Fix & Flip + Bridge

How to Calculate Your Maximum Allowable Offer (MAO) on a Fix and Flip Property

IN THIS ARTICLE

IN THIS ARTICLE

Walk into any room of experienced fix and flip investors and ask them what kills the most deals. The answer is almost never bad contractors, surprise foundation problems, or a slow market. The answer is almost always the same: overpaying at the offer stage.

The Maximum Allowable Offer — MAO — is the single number that prevents that. It tells you the absolute highest price you can pay for a distressed property and still walk away with a meaningful profit after purchase costs, renovations, carrying costs, and selling expenses are all paid.

This guide breaks down the formula from scratch, walks through a complete worked example, shows you how to adjust it for your specific market, and explains exactly how fix and flip lenders evaluate the same math when they review your deal.

What Is the Maximum Allowable Offer?

The MAO is a ceiling on what you should pay for an investment property. It is not a recommendation to offer exactly that number — it is the point above which the deal stops making financial sense.

The logic behind it is straightforward. When you flip a house, your profit is not determined by the sale price alone. It is determined by the gap between what you paid for everything (purchase + renovations + carrying costs + closing costs) and what you sold it for. The MAO formula works backwards from your target sale price to figure out the maximum purchase price that still leaves that gap wide enough to be worth the risk.
- - - - -
Stated problem 1.
Locate every line in the listing below that contains the string "woman" and copy each one out in full.
- - - - -
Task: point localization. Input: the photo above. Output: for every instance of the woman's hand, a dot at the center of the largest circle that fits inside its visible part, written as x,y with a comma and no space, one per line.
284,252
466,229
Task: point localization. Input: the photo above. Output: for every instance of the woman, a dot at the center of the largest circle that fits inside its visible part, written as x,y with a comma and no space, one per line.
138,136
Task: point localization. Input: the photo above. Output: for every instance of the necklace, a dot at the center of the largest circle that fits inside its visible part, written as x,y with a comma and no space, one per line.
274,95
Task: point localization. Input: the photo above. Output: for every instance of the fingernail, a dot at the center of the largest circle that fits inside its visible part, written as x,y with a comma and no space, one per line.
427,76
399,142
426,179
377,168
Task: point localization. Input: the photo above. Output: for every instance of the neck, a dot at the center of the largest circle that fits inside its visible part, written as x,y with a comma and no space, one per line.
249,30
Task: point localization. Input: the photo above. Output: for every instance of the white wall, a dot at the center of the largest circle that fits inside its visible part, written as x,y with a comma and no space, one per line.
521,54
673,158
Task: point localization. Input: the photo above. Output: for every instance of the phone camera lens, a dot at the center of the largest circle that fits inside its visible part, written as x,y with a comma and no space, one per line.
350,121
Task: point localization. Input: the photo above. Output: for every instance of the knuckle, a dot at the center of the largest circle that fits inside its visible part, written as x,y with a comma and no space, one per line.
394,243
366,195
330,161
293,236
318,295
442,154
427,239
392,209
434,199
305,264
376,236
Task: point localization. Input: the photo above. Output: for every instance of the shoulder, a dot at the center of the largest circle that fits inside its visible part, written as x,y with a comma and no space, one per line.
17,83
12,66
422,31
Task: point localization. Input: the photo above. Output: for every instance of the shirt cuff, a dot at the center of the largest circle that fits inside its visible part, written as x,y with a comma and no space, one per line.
- - - - -
Stated problem 2.
From the article on maximum allowable offers above, set down the stretch from "Walk into any" through "Maximum Allowable Offer?" word for word.

Expected output 1.
Task: point localization. Input: the photo above. Output: for every instance of the woman's hand, a dot at the center of the largest circle that fits inside its visible part, written as x,y with a comma and no space, one per line.
Task: point localization. Input: the photo above. Output: for every instance of the woman, a dot at the center of the largest circle that fits inside its visible part, written as x,y with a comma and no space, one per line.

Expected output 2.
Walk into any room of experienced fix and flip investors and ask them what kills the most deals. The answer is almost never bad contractors, surprise foundation problems, or a slow market. The answer is almost always the same: overpaying at the offer stage.

The Maximum Allowable Offer — MAO — is the single number that prevents that. It tells you the absolute highest price you can pay for a distressed property and still walk away with a meaningful profit after purchase costs, renovations, carrying costs, and selling expenses are all paid.

This guide breaks down the formula from scratch, walks through a complete worked example, shows you how to adjust it for your specific market, and explains exactly how fix and flip lenders evaluate the same math when they review your deal.

What Is the Maximum Allowable Offer?